Texte à lire:
________________________________________

Excellente nouvelle pour le secteur bancaire marocain: la création tant attendue d’un marché secondaire pour les créances en souffrance au Maroc est sur le point de devenir réalité. «Le projet de loi est actuellement en examen au Secrétariat général du gouvernement et devrait bientôt intégrer le circuit d’adoption», a annoncé Nabil Badr, directeur adjoint de la supervision bancaire à Bank Al-Maghrib (BAM). Cette déclaration a été faite lors d’une conférence dédiée à cette thématique, organisée conjointement par la banque centrale et la Société financière internationale (SFI), ce jeudi 28 novembre à Casablanca.
Concrètement, ce projet de loi consiste à mettre en place des mécanismes juridiques pour garantir les conditions de création d’un écosystème qui permettra, aux banques, de transférer ces créances à des investisseurs spécialisés dans l’achat des créances bancaires impayées, en particulier des étrangers.

________________________________________

Matériel fourni:
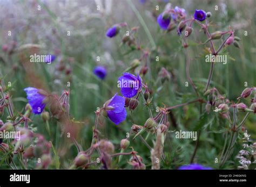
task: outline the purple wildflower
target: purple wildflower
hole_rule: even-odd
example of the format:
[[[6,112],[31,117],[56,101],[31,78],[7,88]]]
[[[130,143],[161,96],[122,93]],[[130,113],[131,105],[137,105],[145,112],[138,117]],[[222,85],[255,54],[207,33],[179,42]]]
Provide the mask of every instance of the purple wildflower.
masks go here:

________________________________________

Votre objectif:
Pour chacune des affirmations suivantes, indiquez par oui ou par non si elle concorde avec le texte sur le marché des créances en souffrance, en citant textuellement les mots du texte qui permettent de trancher.
(a) Le projet de loi est actuellement examiné au Secrétariat général du gouvernement.
(b) La conférence s'est tenue à Rabat.
(c) Le projet doit permettre aux banques de céder leurs créances à des investisseurs spécialisés.
Ce matériel provient d'une source distincte.

Résultat attendu:
(a) Oui : « Le projet de loi est actuellement en examen au Secrétariat général du gouvernement ».
(b) Non : « ce jeudi 28 novembre à Casablanca ».
(c) Oui : « de transférer ces créances à des investisseurs spécialisés dans l’achat des créances bancaires impayées ».